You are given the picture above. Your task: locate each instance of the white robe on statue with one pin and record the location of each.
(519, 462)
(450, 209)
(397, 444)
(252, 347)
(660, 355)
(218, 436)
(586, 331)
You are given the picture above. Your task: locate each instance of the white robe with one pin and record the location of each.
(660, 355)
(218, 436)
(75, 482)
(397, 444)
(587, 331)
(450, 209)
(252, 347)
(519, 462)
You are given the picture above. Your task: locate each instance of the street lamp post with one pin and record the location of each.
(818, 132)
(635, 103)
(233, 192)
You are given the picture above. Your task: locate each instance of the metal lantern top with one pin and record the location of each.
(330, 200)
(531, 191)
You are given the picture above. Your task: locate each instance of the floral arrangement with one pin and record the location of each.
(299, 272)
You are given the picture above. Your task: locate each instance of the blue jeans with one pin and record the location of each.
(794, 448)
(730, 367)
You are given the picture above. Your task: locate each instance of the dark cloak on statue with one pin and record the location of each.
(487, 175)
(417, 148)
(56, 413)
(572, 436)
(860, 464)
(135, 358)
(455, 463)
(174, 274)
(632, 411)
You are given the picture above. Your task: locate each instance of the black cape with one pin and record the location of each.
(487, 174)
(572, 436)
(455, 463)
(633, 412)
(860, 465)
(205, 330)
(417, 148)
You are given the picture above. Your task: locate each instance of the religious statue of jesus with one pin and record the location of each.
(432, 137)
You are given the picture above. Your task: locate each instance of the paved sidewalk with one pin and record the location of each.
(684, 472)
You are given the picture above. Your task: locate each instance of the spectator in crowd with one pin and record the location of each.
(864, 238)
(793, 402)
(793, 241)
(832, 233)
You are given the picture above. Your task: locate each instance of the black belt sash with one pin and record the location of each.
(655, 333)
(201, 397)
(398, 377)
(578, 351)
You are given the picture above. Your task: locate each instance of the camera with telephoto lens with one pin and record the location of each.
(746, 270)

**What you should do:** Could you shift the answer coordinates by adding 118 to every number and write the lines out again, request included? Begin at the line that has "of the camera" and stop after the last line of the entries.

**Exercise output:**
You are given the picture above. Your task: locate each instance of the camera with telephoto lens with one pin and record the location of each.
(864, 388)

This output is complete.